Required task: Please copy the lines starting with the line containing "Trace the outline of every instance of the green" and going on through the line containing "502 30 L 500", keeping the requests as they are. Offset every number in the SVG answers by 56, both the viewBox values and the path coordinates.

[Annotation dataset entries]
● ● ●

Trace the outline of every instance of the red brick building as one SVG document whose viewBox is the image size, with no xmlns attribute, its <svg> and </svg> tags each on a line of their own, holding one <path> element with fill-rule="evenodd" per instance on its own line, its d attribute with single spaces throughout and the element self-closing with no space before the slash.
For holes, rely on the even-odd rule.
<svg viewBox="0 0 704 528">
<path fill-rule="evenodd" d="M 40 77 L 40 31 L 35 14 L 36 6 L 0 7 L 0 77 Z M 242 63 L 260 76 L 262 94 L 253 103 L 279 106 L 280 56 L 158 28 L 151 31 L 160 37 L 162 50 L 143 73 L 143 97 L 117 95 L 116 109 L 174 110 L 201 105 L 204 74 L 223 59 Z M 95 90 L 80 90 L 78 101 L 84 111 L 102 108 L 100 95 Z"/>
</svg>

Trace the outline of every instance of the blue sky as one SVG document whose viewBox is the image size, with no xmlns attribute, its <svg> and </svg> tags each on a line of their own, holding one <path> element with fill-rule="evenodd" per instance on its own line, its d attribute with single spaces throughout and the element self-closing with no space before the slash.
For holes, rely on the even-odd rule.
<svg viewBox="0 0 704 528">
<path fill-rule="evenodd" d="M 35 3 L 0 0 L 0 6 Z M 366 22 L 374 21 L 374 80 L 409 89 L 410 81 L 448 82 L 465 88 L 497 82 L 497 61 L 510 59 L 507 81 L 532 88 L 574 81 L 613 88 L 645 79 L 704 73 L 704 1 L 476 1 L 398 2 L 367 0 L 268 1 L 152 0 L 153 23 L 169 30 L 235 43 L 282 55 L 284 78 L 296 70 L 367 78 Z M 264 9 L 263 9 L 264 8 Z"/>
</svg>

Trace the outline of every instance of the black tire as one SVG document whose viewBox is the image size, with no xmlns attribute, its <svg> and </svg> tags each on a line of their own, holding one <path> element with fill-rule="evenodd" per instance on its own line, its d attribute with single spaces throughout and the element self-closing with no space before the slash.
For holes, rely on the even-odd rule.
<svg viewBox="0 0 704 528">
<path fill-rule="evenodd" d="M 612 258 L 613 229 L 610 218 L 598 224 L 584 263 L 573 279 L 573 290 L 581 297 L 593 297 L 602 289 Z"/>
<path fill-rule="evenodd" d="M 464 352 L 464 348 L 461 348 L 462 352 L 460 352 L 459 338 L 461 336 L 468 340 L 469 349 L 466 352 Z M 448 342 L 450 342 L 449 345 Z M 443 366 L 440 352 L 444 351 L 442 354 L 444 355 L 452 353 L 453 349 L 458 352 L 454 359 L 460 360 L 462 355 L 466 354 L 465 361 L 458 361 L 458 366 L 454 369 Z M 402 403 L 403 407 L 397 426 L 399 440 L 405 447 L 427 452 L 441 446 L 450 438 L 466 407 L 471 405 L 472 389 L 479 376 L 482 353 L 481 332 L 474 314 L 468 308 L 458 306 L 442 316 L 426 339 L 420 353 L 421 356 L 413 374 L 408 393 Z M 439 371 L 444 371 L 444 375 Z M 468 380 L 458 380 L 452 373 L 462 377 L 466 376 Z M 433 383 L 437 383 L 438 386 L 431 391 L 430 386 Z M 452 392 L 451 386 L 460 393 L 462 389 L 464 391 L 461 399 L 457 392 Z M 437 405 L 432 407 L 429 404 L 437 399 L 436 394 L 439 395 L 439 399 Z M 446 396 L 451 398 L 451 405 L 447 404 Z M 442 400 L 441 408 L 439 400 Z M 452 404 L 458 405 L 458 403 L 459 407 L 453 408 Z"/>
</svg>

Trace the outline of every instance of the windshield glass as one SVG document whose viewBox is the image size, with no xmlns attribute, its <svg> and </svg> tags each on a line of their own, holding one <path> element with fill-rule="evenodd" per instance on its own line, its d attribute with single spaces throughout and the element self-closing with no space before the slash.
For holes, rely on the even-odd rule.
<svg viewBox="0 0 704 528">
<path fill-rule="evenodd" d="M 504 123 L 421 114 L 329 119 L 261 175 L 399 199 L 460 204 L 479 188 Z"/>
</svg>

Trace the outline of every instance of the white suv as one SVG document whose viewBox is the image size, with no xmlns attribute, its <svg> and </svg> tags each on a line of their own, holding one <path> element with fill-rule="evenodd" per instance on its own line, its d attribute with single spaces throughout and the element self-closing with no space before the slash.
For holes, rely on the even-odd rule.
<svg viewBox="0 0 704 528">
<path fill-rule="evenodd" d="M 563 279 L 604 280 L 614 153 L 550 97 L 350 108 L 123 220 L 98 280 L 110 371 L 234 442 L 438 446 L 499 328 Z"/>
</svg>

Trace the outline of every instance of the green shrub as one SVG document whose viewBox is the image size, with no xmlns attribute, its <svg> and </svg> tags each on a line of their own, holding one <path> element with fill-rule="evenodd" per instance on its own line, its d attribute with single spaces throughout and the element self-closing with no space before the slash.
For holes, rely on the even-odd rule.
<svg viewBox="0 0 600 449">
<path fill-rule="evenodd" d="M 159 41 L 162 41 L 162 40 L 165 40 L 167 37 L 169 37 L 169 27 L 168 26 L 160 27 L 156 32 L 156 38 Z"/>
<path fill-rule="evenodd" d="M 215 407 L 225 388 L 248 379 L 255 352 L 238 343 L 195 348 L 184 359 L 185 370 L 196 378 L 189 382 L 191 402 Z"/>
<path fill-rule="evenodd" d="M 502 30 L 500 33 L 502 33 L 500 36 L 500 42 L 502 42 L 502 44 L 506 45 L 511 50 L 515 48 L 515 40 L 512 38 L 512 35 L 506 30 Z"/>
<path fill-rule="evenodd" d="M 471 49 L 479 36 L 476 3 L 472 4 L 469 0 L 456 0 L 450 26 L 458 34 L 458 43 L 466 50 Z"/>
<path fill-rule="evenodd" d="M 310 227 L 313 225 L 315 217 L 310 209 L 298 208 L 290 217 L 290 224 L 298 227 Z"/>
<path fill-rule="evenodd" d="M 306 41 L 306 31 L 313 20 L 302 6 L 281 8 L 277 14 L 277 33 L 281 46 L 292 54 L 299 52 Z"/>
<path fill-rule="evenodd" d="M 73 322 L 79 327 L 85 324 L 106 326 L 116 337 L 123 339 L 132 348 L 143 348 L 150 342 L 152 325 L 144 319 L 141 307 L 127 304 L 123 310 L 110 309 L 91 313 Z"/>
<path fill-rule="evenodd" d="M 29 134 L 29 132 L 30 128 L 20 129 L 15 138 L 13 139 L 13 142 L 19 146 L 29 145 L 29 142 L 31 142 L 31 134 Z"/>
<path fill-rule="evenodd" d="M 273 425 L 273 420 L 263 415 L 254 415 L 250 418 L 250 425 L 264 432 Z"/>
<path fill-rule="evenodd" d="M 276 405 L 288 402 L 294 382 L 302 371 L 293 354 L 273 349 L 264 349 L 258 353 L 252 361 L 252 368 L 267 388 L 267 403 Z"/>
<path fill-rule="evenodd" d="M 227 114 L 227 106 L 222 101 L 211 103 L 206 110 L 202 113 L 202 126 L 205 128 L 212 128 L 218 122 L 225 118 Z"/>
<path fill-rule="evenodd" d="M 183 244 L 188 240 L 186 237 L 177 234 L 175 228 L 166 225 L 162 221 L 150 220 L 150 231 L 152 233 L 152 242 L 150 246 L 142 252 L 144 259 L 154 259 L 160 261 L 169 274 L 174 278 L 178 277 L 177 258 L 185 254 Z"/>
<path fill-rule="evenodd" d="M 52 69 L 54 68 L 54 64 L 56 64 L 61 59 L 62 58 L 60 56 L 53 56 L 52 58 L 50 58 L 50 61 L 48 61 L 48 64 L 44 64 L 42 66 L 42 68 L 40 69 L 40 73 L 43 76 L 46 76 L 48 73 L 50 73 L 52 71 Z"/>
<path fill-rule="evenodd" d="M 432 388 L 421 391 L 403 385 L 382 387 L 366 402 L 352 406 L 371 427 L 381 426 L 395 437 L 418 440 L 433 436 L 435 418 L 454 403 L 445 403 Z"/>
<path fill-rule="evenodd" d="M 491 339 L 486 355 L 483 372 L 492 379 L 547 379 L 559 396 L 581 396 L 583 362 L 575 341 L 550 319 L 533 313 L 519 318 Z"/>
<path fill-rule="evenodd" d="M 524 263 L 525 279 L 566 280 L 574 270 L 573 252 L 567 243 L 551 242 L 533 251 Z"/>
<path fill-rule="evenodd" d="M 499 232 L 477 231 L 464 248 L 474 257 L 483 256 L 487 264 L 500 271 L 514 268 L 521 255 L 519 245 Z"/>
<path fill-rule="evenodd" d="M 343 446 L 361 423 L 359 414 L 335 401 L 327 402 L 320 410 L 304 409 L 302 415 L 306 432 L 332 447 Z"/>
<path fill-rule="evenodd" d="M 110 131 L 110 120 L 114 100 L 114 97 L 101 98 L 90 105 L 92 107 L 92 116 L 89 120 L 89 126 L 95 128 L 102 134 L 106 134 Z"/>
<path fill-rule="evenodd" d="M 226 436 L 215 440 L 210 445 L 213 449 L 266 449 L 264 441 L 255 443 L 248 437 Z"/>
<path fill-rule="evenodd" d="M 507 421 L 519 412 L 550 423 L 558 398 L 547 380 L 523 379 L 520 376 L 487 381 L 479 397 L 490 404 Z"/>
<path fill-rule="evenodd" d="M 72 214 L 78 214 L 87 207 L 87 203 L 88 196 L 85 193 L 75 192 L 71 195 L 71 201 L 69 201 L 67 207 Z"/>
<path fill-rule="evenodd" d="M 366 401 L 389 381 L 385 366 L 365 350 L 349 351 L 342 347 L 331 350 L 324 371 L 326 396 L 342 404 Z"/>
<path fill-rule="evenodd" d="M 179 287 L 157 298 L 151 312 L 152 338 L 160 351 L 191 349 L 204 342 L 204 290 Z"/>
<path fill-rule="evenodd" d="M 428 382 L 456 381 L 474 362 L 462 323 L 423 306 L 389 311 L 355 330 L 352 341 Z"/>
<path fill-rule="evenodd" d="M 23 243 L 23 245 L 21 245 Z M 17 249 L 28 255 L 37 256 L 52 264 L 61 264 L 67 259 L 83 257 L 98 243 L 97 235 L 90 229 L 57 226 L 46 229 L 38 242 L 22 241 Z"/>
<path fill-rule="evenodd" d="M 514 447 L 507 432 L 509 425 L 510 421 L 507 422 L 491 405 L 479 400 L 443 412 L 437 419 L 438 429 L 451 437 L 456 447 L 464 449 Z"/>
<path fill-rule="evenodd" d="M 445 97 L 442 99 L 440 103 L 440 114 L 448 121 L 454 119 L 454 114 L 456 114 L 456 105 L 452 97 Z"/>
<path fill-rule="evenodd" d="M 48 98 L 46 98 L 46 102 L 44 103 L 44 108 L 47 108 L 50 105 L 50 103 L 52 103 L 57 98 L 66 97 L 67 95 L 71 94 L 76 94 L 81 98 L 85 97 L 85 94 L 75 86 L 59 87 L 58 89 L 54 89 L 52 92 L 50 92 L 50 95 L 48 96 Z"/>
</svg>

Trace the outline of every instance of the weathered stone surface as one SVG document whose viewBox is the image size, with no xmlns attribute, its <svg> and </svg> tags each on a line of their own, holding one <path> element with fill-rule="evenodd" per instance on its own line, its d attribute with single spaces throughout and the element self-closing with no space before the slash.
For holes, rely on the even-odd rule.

● ● ●

Response to this exercise:
Trace the outline of every instance of the green shrub as one SVG document whose viewBox is the image size, with no xmlns attribute, its <svg> and </svg> tags each on a line of their own, holding one <path> element with fill-rule="evenodd" per instance on its own line, its d attribute with single spaces throughout and the element self-closing with no space before the slash.
For holes, rely on the even-odd rule.
<svg viewBox="56 56 656 505">
<path fill-rule="evenodd" d="M 215 97 L 218 97 L 218 96 L 221 96 L 223 93 L 225 93 L 225 83 L 224 82 L 216 83 L 212 88 L 212 94 Z"/>
<path fill-rule="evenodd" d="M 271 463 L 281 444 L 304 435 L 311 408 L 294 399 L 251 404 L 240 415 L 241 426 L 252 434 L 245 438 L 247 458 Z"/>
<path fill-rule="evenodd" d="M 558 86 L 556 89 L 558 89 L 556 92 L 556 98 L 558 98 L 558 100 L 562 101 L 567 106 L 571 104 L 571 96 L 568 94 L 568 91 L 562 86 Z"/>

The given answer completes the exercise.